:: Aim of the exercise ::
Reproduce exactly, and nothing but, the lines between the one with "blue velvet top." and the end of the entries, both ends included.
======== Records for this task ========
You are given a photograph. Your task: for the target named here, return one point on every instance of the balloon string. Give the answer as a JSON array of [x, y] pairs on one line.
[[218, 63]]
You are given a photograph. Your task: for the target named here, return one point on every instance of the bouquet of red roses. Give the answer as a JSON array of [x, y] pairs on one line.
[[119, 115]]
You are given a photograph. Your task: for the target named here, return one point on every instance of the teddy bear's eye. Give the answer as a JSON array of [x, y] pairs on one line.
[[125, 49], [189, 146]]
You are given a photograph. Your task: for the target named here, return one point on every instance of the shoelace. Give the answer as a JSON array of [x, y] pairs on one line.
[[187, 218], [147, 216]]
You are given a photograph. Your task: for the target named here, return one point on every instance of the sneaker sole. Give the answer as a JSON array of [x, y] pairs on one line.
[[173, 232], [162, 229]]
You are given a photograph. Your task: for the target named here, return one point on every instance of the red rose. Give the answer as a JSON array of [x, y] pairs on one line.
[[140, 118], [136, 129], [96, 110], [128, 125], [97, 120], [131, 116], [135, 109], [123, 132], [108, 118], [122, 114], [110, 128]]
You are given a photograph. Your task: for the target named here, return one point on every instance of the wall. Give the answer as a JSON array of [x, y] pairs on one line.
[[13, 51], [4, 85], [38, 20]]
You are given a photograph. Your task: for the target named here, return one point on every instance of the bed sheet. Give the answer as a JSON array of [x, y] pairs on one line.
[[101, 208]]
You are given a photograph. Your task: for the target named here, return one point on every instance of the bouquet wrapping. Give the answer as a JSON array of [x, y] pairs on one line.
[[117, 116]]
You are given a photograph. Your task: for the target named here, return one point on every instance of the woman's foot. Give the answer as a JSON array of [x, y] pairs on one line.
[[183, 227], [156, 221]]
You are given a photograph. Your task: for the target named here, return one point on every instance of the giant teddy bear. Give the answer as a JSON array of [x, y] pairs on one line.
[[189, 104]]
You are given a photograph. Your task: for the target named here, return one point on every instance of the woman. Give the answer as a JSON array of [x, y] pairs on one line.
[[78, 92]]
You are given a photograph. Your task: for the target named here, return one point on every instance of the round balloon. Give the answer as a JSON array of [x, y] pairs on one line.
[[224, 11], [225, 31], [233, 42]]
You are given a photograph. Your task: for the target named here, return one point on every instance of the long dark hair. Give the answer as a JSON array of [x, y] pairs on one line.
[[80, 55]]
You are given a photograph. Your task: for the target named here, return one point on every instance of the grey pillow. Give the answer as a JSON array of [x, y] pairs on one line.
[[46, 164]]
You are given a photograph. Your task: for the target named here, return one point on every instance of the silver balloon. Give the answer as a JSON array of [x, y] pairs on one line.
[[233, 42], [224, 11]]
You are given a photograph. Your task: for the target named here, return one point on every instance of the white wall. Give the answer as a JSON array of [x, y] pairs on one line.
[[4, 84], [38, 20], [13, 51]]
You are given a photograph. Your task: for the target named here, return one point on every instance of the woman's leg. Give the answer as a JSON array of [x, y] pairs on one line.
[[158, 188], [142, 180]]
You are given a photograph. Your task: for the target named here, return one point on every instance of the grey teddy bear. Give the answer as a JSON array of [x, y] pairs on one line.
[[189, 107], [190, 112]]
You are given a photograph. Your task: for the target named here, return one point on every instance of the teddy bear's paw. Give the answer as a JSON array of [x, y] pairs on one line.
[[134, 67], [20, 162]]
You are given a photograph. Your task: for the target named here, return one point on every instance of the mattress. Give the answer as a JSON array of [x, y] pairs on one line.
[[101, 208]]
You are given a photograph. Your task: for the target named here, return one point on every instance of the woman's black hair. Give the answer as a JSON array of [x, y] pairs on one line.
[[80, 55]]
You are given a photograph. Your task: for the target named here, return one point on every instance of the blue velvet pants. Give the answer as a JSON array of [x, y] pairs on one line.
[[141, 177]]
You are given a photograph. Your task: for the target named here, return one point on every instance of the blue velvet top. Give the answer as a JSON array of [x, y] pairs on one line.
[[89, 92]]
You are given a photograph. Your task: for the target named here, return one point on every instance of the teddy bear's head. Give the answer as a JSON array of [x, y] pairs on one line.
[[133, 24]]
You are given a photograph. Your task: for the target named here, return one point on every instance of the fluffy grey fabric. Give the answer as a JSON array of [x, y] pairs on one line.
========
:: Solution to the exercise ::
You are given a photograph. Your task: for the target named here, return one point on every instance of the blue velvet top. Give the answer as a JSON array of [x, y] pairs on one line.
[[89, 92]]
You are given a photograph. Your task: for the target named here, return one point on every instance of the teddy bear's head. Give the answer as a JSON array of [x, y] pairs on one line.
[[133, 24]]
You are given a photograph. Your task: for the target named here, return one point on every instance of the fluffy grey fabric. Give the answer as a JSON array of [x, y] pairs on one line.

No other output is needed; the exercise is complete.